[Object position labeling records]
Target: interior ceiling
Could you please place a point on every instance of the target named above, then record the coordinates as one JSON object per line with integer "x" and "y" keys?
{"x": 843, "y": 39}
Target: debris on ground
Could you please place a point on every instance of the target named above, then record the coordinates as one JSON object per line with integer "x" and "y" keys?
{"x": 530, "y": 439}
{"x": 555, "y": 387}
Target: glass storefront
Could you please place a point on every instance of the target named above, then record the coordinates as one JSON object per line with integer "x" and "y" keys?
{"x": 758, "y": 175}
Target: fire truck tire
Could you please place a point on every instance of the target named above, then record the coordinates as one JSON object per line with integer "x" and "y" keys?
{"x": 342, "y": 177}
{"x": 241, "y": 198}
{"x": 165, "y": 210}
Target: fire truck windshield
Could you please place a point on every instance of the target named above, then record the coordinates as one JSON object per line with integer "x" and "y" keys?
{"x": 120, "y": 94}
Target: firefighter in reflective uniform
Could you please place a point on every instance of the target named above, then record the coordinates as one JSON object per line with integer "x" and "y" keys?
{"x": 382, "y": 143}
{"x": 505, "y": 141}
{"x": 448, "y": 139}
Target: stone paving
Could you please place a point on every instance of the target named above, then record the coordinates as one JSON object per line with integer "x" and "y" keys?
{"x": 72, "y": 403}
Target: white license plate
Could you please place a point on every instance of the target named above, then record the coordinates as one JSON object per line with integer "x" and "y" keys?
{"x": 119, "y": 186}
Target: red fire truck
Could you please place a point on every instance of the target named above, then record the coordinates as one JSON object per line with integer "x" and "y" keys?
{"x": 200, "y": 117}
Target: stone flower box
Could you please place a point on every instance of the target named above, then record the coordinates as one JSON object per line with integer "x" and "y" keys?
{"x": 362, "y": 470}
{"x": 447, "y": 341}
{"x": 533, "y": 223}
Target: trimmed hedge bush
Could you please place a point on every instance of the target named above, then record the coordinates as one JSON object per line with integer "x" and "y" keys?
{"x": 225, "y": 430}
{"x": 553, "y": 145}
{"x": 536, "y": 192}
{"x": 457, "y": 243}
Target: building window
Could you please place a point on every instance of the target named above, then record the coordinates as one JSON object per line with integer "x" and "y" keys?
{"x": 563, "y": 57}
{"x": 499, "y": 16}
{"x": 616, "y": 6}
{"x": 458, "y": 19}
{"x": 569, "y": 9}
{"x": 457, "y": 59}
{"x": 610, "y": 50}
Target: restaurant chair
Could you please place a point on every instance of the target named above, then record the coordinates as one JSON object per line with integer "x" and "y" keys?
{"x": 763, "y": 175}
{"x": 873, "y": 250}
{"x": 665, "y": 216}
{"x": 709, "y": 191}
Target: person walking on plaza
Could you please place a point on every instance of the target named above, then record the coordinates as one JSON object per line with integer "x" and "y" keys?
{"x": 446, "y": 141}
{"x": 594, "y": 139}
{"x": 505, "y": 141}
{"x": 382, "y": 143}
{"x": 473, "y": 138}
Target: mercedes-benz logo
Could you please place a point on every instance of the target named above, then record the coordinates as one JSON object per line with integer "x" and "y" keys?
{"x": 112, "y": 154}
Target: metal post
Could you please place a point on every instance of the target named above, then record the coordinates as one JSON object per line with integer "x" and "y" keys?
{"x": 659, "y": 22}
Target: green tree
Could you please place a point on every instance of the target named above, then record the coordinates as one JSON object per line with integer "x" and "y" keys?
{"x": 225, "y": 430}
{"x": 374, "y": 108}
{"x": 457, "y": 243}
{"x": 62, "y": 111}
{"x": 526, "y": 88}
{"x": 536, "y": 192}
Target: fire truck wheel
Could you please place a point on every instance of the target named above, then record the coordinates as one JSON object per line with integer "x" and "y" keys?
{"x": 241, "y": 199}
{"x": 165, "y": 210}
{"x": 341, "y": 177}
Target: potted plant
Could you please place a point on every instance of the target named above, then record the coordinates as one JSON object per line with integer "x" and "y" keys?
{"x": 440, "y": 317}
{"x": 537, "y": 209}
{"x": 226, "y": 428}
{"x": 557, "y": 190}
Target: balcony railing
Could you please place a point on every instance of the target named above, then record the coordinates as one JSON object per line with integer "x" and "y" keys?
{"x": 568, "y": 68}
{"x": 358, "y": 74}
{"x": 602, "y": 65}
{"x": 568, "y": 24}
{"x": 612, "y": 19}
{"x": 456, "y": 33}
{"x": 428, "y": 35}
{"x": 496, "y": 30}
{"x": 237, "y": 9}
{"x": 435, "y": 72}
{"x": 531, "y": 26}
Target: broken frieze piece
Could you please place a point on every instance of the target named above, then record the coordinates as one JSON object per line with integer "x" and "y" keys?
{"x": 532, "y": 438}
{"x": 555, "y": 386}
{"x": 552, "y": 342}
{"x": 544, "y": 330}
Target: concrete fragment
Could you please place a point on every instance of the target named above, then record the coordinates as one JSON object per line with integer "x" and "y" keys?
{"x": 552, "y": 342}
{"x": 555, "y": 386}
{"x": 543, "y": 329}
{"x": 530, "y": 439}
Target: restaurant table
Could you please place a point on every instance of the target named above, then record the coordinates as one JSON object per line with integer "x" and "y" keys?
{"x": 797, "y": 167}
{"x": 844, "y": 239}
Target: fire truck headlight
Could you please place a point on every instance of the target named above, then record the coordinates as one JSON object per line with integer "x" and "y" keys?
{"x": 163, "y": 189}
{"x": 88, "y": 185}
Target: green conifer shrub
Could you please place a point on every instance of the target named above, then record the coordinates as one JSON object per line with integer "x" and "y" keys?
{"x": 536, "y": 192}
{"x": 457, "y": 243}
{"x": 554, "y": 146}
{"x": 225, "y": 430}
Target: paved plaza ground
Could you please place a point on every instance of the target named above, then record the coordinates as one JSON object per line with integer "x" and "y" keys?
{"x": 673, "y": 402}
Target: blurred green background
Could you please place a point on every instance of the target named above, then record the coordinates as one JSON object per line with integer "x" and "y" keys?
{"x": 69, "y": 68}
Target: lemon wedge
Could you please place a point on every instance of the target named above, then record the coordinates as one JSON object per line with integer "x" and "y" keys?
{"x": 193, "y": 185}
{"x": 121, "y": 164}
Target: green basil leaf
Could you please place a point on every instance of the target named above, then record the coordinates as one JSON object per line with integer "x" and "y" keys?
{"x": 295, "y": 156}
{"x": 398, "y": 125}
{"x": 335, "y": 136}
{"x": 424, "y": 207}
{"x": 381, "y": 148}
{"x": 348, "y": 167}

Task to carry out
Render the records above as a two-column CSV with the header columns "request" and "answer" and one row per record. Place each record's text and its answer in separate quoted fields, replacing line breaks with spaces.

The result
request,answer
"Target: interior ceiling Could you please place a point on every instance of the target named above, then record the coordinates as one JSON object per line with integer ""x"" and ""y"" keys?","{""x"": 843, ""y"": 39}"
"Target: debris on ground Could you please place a point on every instance of the target named above, then record the coordinates as one JSON object per line with integer ""x"" and ""y"" keys?","{""x"": 530, ""y"": 439} {""x"": 555, ""y"": 387}"
"Target: glass storefront Could you please place a point on every instance of the target named above, then record the coordinates as one JSON object per line with integer ""x"" and ""y"" keys?","{""x"": 758, ""y"": 175}"
"Target: fire truck tire Could you please place a point on every instance of the target named above, then record the coordinates as one JSON object per line with integer ""x"" and ""y"" keys?","{""x"": 342, ""y"": 177} {""x"": 241, ""y"": 198} {""x"": 165, ""y"": 210}"
"Target: fire truck windshield Could you please place a point on every instance of the target named above, then record the coordinates as one JSON object per line with integer ""x"" and ""y"" keys?","{""x"": 120, ""y"": 94}"
"Target: firefighter in reflective uniform Could you please place a point on every instance of the target named above, then record the coordinates as one JSON object per line with integer ""x"" and ""y"" keys?","{""x"": 382, ""y"": 143} {""x"": 505, ""y"": 141} {""x"": 448, ""y"": 139}"
"Target: stone paving Could you please place a point on every instance of the target named above, then record the coordinates as one JSON object per line with integer ""x"" and ""y"" keys?","{""x"": 72, ""y"": 403}"
"Target: white license plate Could you please place a point on every instance of the target named above, then record the coordinates as one JSON object per line with integer ""x"" and ""y"" keys?","{""x"": 119, ""y"": 186}"
"Target: red fire truck Could you please place a point on every instance of the target named above, then record the coordinates as one JSON object per line with integer ""x"" and ""y"" keys?","{""x"": 200, ""y"": 117}"
"Target: stone flower box Could you please place a point on every instance of the target named above, then record the coordinates as one JSON object per line with integer ""x"" and ""y"" keys?","{""x"": 362, ""y"": 470} {""x"": 447, ""y"": 341} {""x"": 533, ""y"": 223}"
"Target: trimmed hedge bush Could you please place a point on every instance of the target named above, then record the coordinates as one JSON object per line with integer ""x"" and ""y"" keys?","{""x"": 225, ""y"": 430} {""x"": 553, ""y"": 145} {""x"": 536, ""y"": 192} {""x"": 457, ""y"": 243}"
"Target: building window Could you please place a point on every instance of the target named above, then record the coordinates as one JSON object per line with integer ""x"" and ""y"" keys?","{""x"": 563, ""y"": 57} {""x"": 499, ""y"": 16} {""x"": 616, ""y"": 6} {""x"": 458, ""y"": 19} {""x"": 569, ""y"": 9} {""x"": 457, ""y"": 59} {""x"": 610, ""y"": 50}"
"Target: restaurant chair Could you please place a point on every instance of the target named above, then record the coordinates as one JSON object per line with integer ""x"" and ""y"" keys?","{""x"": 763, ""y"": 175} {""x"": 873, ""y"": 250} {""x"": 665, ""y"": 216} {""x"": 709, ""y"": 191}"
"Target: person walking on plaza Could you please place a point on every instance of the target named above, then record the coordinates as one JSON object per line with integer ""x"" and ""y"" keys?","{""x"": 446, ""y"": 141} {""x"": 594, ""y"": 139} {""x"": 505, ""y"": 141} {""x"": 382, ""y"": 143} {""x"": 473, ""y"": 138}"
"Target: mercedes-benz logo Could you please place a point on every instance of the target named above, then record the coordinates as one JSON object per line with integer ""x"" and ""y"" keys?","{""x"": 112, ""y"": 154}"
"Target: metal post Could you please place a point on every instance of the target named above, then record the coordinates as one JSON object per line with integer ""x"" and ""y"" keys?","{""x"": 659, ""y"": 22}"
"Target: green tree Could you please place a point on every instance of the target named above, then record the coordinates as one JSON object per line with integer ""x"" and ""y"" keys?","{""x"": 225, ""y"": 430} {""x"": 374, ""y"": 108} {""x"": 457, ""y"": 243} {""x"": 62, ""y"": 111} {""x"": 526, ""y"": 88} {""x"": 536, ""y"": 192}"
"Target: fire truck wheel Could you please place a point on every instance of the target named above, then record the coordinates as one JSON object per line with integer ""x"" and ""y"" keys?","{""x"": 241, ""y"": 199} {""x"": 165, ""y"": 210} {""x"": 341, ""y"": 177}"
"Target: potted plant Could you please place a point on every instance of the target named above, then record the coordinates as one JSON object per line with integer ""x"" and ""y"" keys?","{""x"": 440, ""y"": 317} {""x"": 537, ""y"": 209} {""x"": 226, ""y"": 428} {""x"": 557, ""y"": 190}"
"Target: balcony railing Could you please place a point on every instance of the target named above, then record the coordinates as one JSON object per line with integer ""x"" and ""y"" keys?","{""x"": 568, ""y"": 68} {""x"": 358, ""y"": 74} {""x"": 602, ""y"": 65} {""x"": 568, ""y"": 24} {""x"": 612, ""y"": 19} {""x"": 456, ""y"": 33} {""x"": 428, ""y"": 35} {""x"": 496, ""y"": 30} {""x"": 237, ""y"": 9} {""x"": 435, ""y"": 72} {""x"": 531, ""y"": 26}"
"Target: broken frieze piece Could you please place a point on every instance of the target named above, then record the coordinates as one JSON object per line with integer ""x"" and ""y"" keys?","{""x"": 532, ""y"": 438} {""x"": 555, ""y"": 386} {""x"": 552, ""y"": 342} {""x"": 544, ""y"": 330}"
"Target: concrete fragment Could you please place a point on every instance of the target named above, then record the coordinates as one JSON object per line with integer ""x"" and ""y"" keys?","{""x"": 552, ""y"": 342} {""x"": 555, ""y"": 386} {""x"": 543, ""y"": 329} {""x"": 530, ""y"": 439}"
"Target: restaurant table Could you please place a point on every instance of the target named above, then record the coordinates as one JSON object per line with integer ""x"" and ""y"" keys?","{""x"": 797, ""y"": 167} {""x"": 844, ""y"": 239}"
"Target: fire truck headlight Could you please place a point on every instance of the target named above, then record the coordinates as one JSON object per line with integer ""x"" and ""y"" keys?","{""x"": 163, ""y"": 189} {""x"": 88, ""y"": 185}"
"Target: green conifer shrub Could you please place a point on every instance of the target named above, then record the coordinates as one JSON object per line with integer ""x"" and ""y"" keys?","{""x"": 536, ""y"": 192} {""x"": 457, ""y"": 243} {""x"": 554, ""y"": 146} {""x"": 225, ""y"": 430}"
"Target: paved plaza ground Could you please place a point on every instance of the target named above, then record the coordinates as one JSON object per line with integer ""x"" and ""y"" keys?","{""x"": 673, ""y"": 402}"
"Target: blurred green background Could you please place a point on every instance of the target named above, then record the coordinates as one JSON object per line with integer ""x"" and ""y"" keys?","{""x"": 69, ""y"": 68}"
"Target: lemon wedge Could you please place a point on every instance of the target named above, then record the coordinates as one JSON object per line with integer ""x"" and ""y"" keys?","{""x"": 193, ""y"": 185} {""x"": 121, ""y"": 164}"
"Target: green basil leaf Could you please place a point on every instance of the target named above, then record the coordinates as one JSON object per line with integer ""x"" and ""y"" keys?","{""x"": 295, ""y"": 156} {""x"": 398, ""y"": 125} {""x"": 335, ""y"": 136} {""x"": 424, ""y"": 207} {""x"": 381, ""y"": 148} {""x"": 348, ""y"": 167}"